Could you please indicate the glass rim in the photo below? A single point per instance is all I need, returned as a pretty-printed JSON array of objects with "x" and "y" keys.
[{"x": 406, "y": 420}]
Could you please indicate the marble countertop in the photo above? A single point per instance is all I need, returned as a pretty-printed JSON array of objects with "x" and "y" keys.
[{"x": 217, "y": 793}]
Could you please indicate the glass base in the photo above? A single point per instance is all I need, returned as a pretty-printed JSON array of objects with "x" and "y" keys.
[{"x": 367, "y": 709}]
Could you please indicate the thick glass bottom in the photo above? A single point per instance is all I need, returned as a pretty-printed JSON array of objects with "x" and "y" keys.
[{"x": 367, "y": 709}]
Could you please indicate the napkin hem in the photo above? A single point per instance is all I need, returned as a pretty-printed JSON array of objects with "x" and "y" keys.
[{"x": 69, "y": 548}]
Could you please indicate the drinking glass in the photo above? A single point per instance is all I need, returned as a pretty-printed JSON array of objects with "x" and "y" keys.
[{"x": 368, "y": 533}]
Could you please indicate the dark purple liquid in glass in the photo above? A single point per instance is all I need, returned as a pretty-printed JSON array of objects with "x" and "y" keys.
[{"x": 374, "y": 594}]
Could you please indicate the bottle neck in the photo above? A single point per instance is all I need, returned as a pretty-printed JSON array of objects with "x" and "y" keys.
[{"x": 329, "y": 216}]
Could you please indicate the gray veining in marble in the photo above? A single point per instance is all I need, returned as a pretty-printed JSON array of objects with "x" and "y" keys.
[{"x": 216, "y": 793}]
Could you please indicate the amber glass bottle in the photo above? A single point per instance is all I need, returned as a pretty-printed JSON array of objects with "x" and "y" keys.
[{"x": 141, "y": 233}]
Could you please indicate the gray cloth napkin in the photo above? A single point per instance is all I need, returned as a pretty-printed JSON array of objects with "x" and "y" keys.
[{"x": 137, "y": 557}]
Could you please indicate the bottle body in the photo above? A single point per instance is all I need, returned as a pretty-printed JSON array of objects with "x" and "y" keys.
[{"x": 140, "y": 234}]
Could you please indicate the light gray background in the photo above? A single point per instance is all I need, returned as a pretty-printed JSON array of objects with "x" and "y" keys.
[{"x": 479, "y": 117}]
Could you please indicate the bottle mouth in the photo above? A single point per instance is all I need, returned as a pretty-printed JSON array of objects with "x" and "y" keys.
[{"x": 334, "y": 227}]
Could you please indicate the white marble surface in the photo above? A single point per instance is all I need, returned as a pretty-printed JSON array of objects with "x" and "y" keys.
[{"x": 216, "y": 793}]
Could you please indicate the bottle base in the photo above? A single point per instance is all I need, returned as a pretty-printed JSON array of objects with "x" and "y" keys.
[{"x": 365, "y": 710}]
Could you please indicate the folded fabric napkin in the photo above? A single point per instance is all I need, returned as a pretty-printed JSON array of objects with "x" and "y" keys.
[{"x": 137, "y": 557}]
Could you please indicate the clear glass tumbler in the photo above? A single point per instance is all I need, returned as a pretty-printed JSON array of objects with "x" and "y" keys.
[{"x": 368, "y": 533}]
━━━
# EXERCISE
Reproduce the items starting at the line that contains "Could you please indicate the clear" and ending with the last line of the items, both ends included and requests kept. Multiply every coordinate in the answers by 2.6 and round each result to a whole number, with halves rounded up.

# SOLUTION FOR THIS EXERCISE
Could you please indicate the clear glass tumbler in the photo above? A single point per instance is all I need, returned as a pretty-printed JSON array of objects with "x" and "y" keys.
[{"x": 957, "y": 1386}]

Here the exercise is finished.